_What needs to be done_. Which lines in the stored records contain the word "positive"? Return each of those lines in full, treating uppercase and lowercase as different.

Stored records:
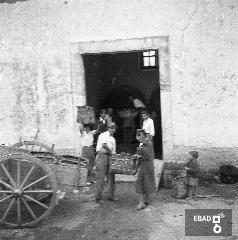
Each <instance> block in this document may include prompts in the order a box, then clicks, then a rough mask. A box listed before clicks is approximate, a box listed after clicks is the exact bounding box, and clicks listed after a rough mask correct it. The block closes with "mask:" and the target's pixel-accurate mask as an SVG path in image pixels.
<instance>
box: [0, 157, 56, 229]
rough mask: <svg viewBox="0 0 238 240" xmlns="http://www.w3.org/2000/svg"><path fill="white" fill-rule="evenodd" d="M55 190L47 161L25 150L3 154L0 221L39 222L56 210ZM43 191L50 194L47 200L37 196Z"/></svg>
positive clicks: (2, 164)
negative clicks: (32, 187) (29, 153)
mask: <svg viewBox="0 0 238 240" xmlns="http://www.w3.org/2000/svg"><path fill="white" fill-rule="evenodd" d="M32 187H35V189H32ZM56 191H57V183H56V179H55V174H54V172H53V171H52V169H51V168H50V166H48V165H47V164H46V163H44V162H42V161H39V159H37V158H35V157H34V156H31V155H26V154H23V153H13V154H9V155H8V156H7V157H2V158H0V223H2V224H4V225H6V226H7V227H11V228H16V227H18V228H23V227H31V226H34V225H36V224H37V223H39V222H40V221H42V220H43V219H45V218H46V217H47V216H48V215H49V214H50V213H51V211H52V210H53V208H54V206H55V204H56ZM42 193H46V194H50V195H51V198H50V199H49V201H48V202H47V203H43V202H41V201H39V200H38V199H37V197H35V195H36V194H42Z"/></svg>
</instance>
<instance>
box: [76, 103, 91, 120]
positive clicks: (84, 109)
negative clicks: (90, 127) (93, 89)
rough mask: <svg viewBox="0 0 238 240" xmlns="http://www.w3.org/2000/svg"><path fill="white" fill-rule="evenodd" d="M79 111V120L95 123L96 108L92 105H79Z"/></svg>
mask: <svg viewBox="0 0 238 240" xmlns="http://www.w3.org/2000/svg"><path fill="white" fill-rule="evenodd" d="M77 108H78V111H77V122H80V123H83V124H94V123H95V113H94V108H93V107H90V106H86V105H85V106H78V107H77Z"/></svg>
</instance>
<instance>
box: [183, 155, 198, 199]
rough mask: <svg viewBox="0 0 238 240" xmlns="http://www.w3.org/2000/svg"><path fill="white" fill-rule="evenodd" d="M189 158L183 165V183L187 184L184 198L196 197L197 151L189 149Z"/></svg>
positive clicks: (197, 177) (196, 191) (197, 184)
mask: <svg viewBox="0 0 238 240" xmlns="http://www.w3.org/2000/svg"><path fill="white" fill-rule="evenodd" d="M189 155H190V157H189V159H188V161H187V163H186V165H185V170H186V175H187V176H186V180H185V183H186V185H187V198H186V199H188V200H189V199H192V198H194V199H196V197H197V188H198V176H197V174H198V164H197V158H198V152H197V151H190V152H189Z"/></svg>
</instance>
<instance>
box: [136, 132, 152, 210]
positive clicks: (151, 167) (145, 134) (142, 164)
mask: <svg viewBox="0 0 238 240" xmlns="http://www.w3.org/2000/svg"><path fill="white" fill-rule="evenodd" d="M136 139H137V140H138V141H139V142H140V146H139V147H138V148H137V152H136V156H137V157H138V160H137V163H136V167H135V170H134V171H133V174H136V173H137V171H138V175H137V180H136V182H135V187H136V193H138V194H139V195H140V200H139V204H138V206H137V207H136V210H140V209H143V208H145V206H146V205H149V204H150V199H149V194H151V193H152V192H153V191H154V190H155V178H154V165H153V159H154V154H153V153H154V151H153V145H152V143H151V141H149V140H148V137H147V134H146V132H145V131H144V130H142V129H138V130H137V134H136Z"/></svg>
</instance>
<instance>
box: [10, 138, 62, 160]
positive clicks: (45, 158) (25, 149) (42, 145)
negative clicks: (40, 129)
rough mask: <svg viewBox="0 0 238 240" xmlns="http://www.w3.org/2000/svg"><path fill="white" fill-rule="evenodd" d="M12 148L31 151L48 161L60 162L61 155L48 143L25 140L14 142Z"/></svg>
mask: <svg viewBox="0 0 238 240" xmlns="http://www.w3.org/2000/svg"><path fill="white" fill-rule="evenodd" d="M11 149H14V150H16V149H17V150H21V151H22V152H24V153H31V154H33V155H34V156H36V157H37V158H39V159H41V160H42V161H44V162H47V163H59V162H60V160H61V157H60V156H59V155H57V153H56V152H55V151H54V150H53V149H52V148H50V147H49V146H47V145H46V144H43V143H40V142H36V141H23V142H18V143H16V144H14V145H13V146H12V147H11Z"/></svg>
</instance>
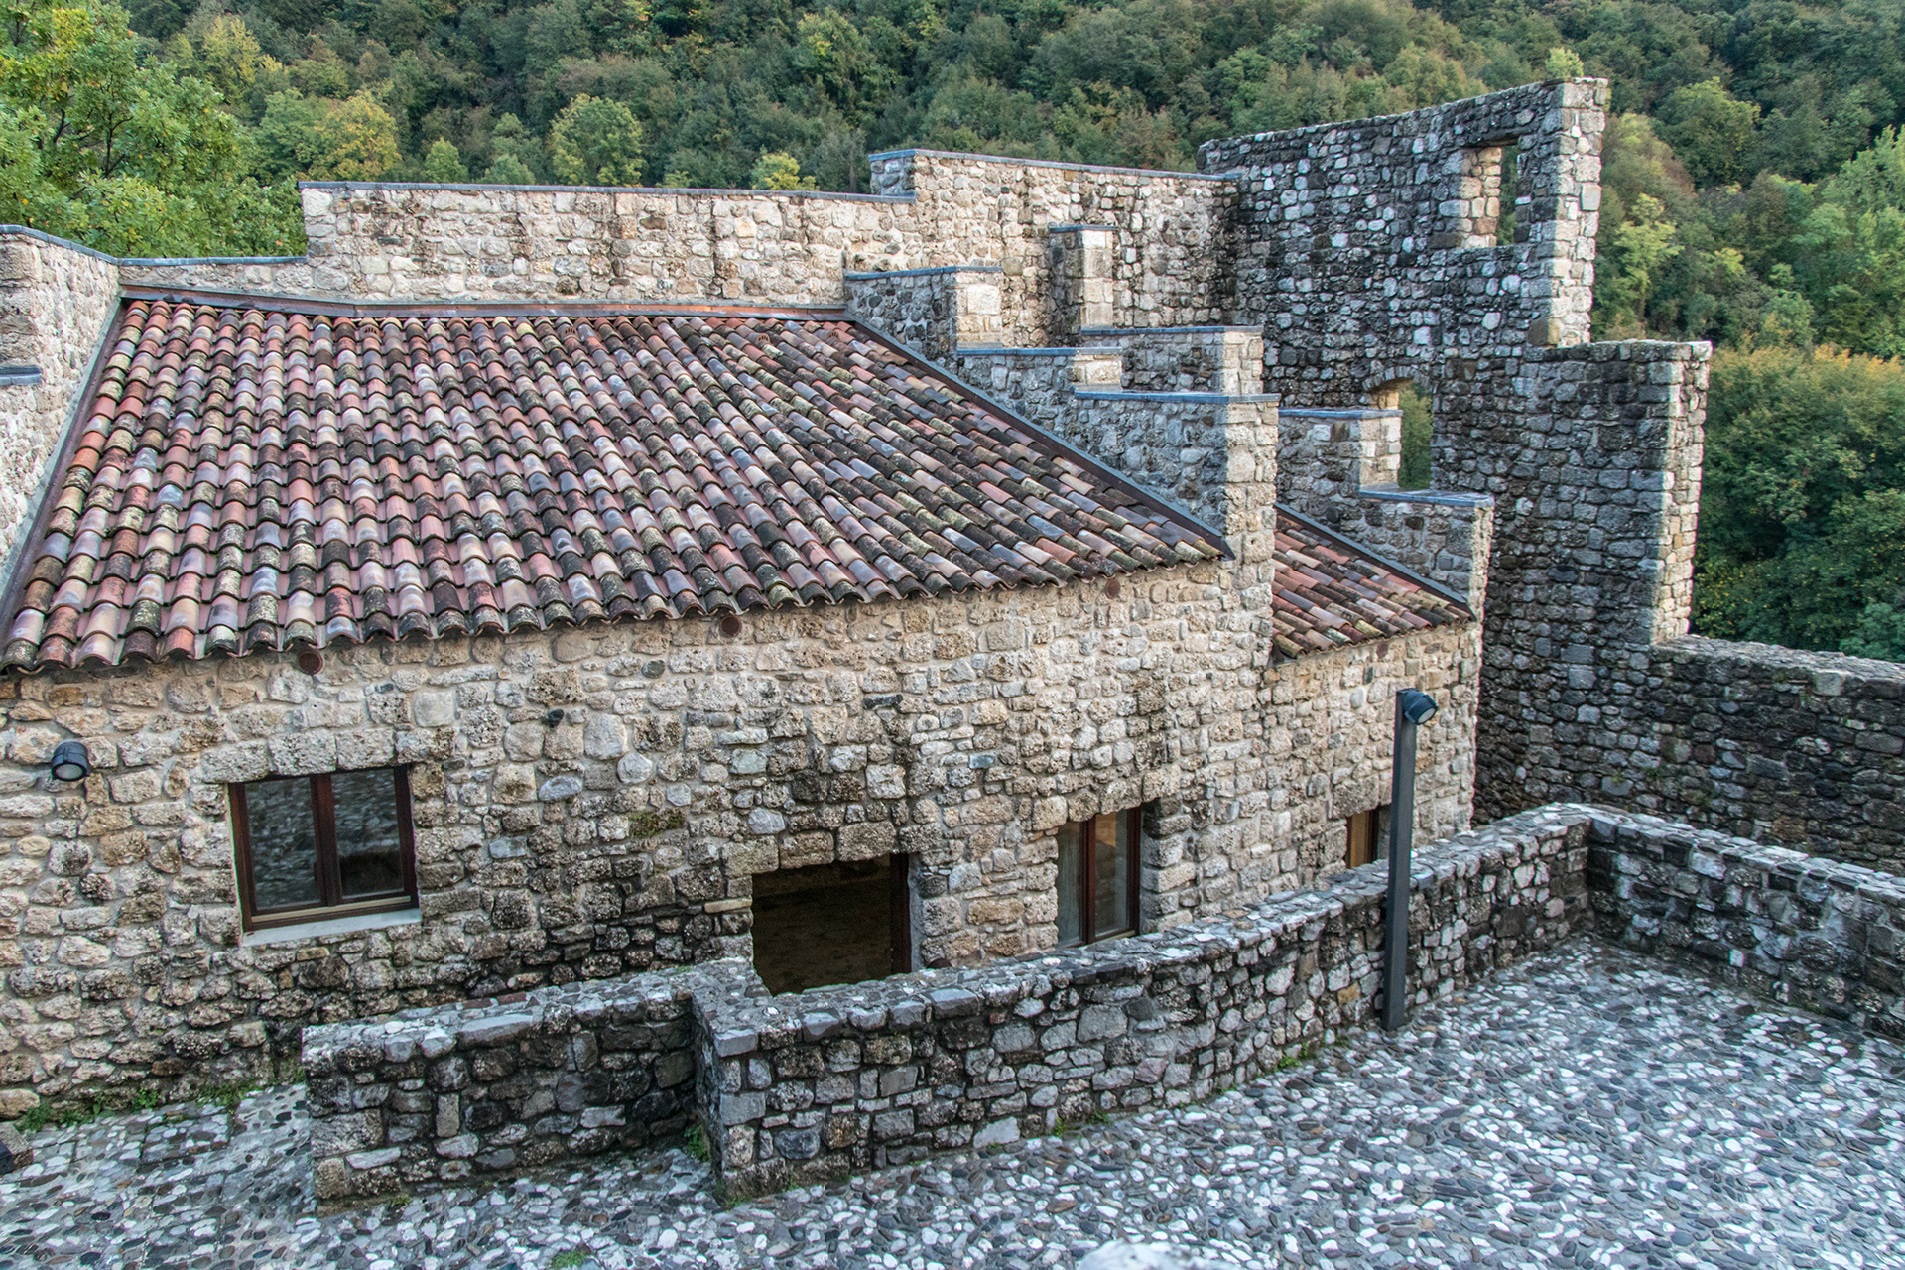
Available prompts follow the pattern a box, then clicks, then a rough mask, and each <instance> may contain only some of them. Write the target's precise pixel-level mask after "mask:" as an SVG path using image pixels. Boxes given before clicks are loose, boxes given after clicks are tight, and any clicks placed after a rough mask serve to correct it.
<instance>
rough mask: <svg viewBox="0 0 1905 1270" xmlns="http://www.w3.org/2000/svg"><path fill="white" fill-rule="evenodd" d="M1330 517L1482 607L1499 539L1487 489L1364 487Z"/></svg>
mask: <svg viewBox="0 0 1905 1270" xmlns="http://www.w3.org/2000/svg"><path fill="white" fill-rule="evenodd" d="M1332 522H1334V527H1335V529H1337V531H1339V533H1343V535H1347V537H1351V539H1354V541H1356V543H1362V545H1366V546H1368V548H1370V550H1374V552H1377V554H1381V556H1383V558H1385V560H1393V562H1394V564H1400V566H1402V567H1404V569H1412V571H1414V573H1417V575H1421V577H1427V579H1429V581H1431V583H1436V585H1440V586H1444V588H1448V590H1454V592H1455V594H1457V596H1461V598H1463V600H1467V602H1469V607H1471V609H1473V611H1474V613H1480V611H1482V600H1484V596H1486V592H1488V554H1490V550H1492V548H1494V541H1495V501H1494V499H1492V497H1488V495H1486V493H1484V495H1474V493H1452V495H1436V493H1429V491H1410V489H1398V491H1385V489H1364V491H1360V493H1358V495H1356V503H1353V505H1351V506H1345V508H1341V510H1339V514H1337V516H1334V518H1332Z"/></svg>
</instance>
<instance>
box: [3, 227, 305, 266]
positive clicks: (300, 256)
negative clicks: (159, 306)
mask: <svg viewBox="0 0 1905 1270" xmlns="http://www.w3.org/2000/svg"><path fill="white" fill-rule="evenodd" d="M6 236H21V238H38V240H40V242H50V244H53V246H55V248H67V249H70V251H78V253H80V255H90V257H93V259H95V261H105V263H109V265H135V267H162V265H303V263H305V261H307V259H309V257H303V255H107V253H105V251H99V249H97V248H88V246H86V244H84V242H72V240H70V238H61V236H59V234H48V232H46V230H44V228H34V227H30V225H0V238H6Z"/></svg>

_Task solution_.
positive clicks: (2, 164)
positive clicks: (84, 109)
positive clicks: (197, 177) (196, 191) (197, 184)
positive clicks: (151, 167) (145, 134) (142, 164)
positive clicks: (45, 158) (25, 149) (42, 145)
positive clicks: (300, 256)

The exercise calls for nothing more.